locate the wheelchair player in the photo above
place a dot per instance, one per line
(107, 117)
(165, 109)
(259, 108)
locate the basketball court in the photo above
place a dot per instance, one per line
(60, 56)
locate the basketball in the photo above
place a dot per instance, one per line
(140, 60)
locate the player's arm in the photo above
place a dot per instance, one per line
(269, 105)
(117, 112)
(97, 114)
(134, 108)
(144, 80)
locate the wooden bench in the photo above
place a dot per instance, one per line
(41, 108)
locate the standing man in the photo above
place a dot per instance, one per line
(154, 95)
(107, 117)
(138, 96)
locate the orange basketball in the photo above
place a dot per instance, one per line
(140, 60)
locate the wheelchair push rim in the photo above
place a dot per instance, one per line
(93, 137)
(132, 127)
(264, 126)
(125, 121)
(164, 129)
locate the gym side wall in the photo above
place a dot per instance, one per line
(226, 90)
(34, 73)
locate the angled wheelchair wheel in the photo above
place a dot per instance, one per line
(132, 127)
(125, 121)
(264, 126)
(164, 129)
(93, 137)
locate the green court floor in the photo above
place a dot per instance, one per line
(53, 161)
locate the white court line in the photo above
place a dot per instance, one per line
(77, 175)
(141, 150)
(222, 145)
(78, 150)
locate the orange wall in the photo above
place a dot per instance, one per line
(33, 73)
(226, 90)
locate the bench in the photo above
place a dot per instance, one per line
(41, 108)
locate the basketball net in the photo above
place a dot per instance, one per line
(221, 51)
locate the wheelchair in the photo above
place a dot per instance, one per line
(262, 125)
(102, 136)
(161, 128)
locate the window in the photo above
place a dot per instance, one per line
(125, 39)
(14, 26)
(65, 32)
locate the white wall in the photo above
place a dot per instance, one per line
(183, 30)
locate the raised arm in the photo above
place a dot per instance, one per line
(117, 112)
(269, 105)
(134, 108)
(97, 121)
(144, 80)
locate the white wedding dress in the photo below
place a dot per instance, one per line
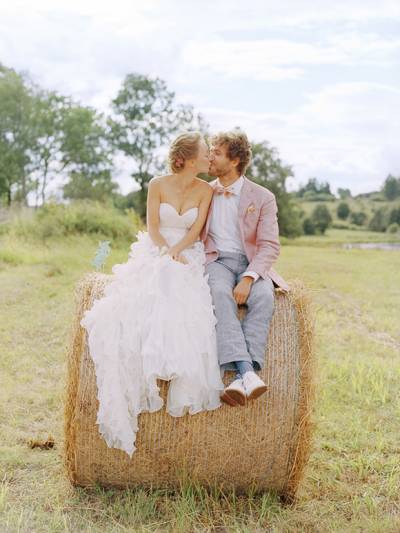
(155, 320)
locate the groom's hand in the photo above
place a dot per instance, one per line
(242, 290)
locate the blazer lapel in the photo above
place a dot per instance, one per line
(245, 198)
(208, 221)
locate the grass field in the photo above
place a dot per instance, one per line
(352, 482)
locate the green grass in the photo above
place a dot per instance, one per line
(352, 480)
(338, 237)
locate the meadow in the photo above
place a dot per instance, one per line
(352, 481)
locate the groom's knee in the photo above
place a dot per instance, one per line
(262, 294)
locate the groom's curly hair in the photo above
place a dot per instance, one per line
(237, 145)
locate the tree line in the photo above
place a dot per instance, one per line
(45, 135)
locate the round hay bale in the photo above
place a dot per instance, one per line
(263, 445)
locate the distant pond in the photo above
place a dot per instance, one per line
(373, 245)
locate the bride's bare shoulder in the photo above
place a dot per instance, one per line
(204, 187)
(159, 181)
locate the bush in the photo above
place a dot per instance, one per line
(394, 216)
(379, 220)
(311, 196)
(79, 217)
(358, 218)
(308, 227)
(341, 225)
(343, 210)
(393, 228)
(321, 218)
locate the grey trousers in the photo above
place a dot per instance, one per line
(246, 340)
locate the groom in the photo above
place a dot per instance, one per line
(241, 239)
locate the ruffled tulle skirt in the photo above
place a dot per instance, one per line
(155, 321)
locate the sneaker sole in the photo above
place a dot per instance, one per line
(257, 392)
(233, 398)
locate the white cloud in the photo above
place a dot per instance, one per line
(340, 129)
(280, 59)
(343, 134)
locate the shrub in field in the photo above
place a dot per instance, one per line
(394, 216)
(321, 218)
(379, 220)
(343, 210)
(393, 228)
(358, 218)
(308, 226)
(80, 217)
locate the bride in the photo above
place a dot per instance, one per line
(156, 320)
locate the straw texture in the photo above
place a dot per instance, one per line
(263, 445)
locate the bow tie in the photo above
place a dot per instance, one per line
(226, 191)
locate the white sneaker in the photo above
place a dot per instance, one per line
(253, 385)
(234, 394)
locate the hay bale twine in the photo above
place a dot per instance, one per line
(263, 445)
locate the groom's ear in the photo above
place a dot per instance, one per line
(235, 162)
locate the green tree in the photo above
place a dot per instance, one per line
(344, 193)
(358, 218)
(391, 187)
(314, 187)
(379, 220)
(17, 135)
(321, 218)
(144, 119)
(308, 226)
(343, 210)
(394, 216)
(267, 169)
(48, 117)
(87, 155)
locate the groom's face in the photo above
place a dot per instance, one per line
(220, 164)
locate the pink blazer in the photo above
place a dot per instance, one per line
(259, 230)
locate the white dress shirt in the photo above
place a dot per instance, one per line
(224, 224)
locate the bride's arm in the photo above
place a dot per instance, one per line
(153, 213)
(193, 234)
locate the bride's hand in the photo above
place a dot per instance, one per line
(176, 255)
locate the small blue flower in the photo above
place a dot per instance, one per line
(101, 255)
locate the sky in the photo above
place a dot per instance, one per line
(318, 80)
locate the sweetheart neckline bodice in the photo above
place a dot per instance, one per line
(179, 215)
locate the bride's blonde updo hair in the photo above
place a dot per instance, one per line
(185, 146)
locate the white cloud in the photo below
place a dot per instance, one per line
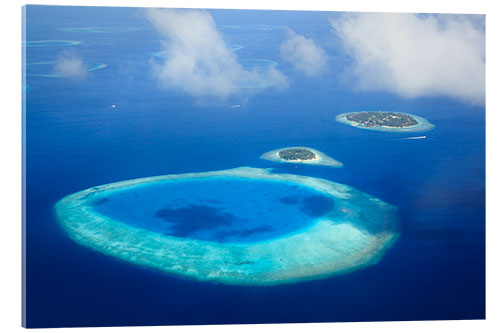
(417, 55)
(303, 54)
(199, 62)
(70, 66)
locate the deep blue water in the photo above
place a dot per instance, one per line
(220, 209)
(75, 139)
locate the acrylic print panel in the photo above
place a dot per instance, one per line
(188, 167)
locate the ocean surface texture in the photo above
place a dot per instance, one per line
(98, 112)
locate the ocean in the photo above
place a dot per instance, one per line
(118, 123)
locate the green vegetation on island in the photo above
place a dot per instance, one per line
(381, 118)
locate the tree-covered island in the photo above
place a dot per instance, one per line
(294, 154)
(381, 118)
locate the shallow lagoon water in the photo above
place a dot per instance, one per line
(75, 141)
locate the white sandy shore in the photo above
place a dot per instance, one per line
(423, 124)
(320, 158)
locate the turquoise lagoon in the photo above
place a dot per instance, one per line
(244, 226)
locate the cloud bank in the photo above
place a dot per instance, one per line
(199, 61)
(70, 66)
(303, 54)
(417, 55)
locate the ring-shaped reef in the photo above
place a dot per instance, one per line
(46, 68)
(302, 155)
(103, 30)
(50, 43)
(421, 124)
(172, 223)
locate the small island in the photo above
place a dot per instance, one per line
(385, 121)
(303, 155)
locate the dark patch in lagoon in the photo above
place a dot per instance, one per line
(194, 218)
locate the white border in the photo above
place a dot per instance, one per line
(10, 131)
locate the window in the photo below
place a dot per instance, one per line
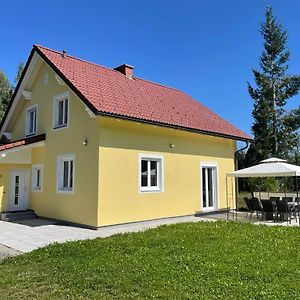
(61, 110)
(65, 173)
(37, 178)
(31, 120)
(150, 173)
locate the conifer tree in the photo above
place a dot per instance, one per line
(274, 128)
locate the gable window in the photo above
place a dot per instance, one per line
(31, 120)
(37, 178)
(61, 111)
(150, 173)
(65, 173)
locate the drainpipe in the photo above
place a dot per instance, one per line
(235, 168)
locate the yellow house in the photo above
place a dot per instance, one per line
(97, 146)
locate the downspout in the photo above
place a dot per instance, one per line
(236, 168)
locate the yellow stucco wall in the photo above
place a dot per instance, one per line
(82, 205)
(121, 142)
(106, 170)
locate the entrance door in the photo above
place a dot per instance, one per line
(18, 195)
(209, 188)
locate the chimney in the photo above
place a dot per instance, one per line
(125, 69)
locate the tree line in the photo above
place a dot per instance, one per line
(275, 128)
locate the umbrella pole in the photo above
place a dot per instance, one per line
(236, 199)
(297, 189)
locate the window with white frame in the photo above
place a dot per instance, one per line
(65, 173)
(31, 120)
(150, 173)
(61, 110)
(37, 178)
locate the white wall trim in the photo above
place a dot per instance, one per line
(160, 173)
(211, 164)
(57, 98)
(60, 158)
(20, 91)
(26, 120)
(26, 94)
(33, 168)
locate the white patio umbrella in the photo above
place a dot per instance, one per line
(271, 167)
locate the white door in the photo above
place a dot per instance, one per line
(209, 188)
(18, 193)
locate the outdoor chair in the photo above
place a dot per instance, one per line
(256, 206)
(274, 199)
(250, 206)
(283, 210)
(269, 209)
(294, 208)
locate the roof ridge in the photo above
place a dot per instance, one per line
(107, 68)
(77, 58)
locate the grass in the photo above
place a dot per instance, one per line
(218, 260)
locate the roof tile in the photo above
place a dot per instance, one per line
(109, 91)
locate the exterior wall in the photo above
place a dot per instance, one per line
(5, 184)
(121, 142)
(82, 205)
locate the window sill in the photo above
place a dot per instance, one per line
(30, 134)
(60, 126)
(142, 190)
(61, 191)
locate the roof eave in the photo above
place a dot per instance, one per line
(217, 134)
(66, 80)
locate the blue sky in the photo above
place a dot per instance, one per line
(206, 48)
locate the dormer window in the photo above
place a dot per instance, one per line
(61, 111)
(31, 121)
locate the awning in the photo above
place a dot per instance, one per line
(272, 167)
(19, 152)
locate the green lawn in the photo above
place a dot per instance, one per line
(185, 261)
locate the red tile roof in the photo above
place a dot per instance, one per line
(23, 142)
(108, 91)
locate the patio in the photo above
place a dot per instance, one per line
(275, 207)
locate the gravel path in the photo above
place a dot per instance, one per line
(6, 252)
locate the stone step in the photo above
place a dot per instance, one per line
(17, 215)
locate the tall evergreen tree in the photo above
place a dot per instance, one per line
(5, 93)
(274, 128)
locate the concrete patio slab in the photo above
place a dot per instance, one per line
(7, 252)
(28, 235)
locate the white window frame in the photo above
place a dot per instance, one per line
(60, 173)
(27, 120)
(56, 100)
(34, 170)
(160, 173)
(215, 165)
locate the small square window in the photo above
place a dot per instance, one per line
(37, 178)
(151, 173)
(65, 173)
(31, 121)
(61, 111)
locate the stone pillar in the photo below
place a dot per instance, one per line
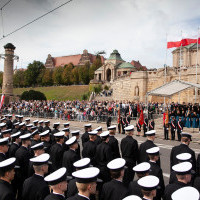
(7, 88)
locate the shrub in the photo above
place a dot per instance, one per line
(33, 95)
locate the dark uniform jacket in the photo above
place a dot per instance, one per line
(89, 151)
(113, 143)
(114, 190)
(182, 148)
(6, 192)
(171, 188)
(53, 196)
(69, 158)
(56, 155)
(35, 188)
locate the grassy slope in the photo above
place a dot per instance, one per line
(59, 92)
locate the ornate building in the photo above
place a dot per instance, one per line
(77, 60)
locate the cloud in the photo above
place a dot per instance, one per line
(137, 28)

════

§ YOUR TASK: Copy out, unchanged, the span of lines beginning with the one that includes "locate the gravel path in the photo above" and running through the final line of the material above. Leave the pictures out.

§ OUTPUT OF THE TASK:
locate the gravel path in the photo above
place a dot per instance, one per line
(6, 252)
locate the stone step in the photo above
place a dot per instance, one per line
(17, 215)
locate the tall evergreen tree in the photo above
place a dot per instance, one per line
(5, 93)
(274, 128)
locate the concrete patio slab in the photo above
place a dot per instance, one per line
(7, 252)
(28, 235)
locate the white window frame in the photo above
place a dot per instance, one per line
(60, 173)
(27, 120)
(56, 100)
(34, 170)
(160, 173)
(215, 165)
locate the small square window in the photo above
place a dot per instance, one per line
(37, 178)
(151, 173)
(65, 173)
(31, 121)
(61, 111)
locate the stone pillar in the photo below
place a dot per instance, one per line
(7, 88)
locate the shrub in the photo above
place a dot per instance, one per line
(33, 95)
locate the dark uniform jacket in the photo above
place a dot per instance, one per line
(89, 151)
(113, 143)
(114, 190)
(182, 148)
(6, 192)
(171, 188)
(53, 196)
(69, 158)
(56, 155)
(35, 188)
locate the grassy slope in the photo above
place a dot per instance, one per line
(59, 92)
locate the ornate building in the photo above
place a dot per instance, one per line
(77, 60)
locate the cloud in the photo above
place a dot per instance, one per line
(137, 28)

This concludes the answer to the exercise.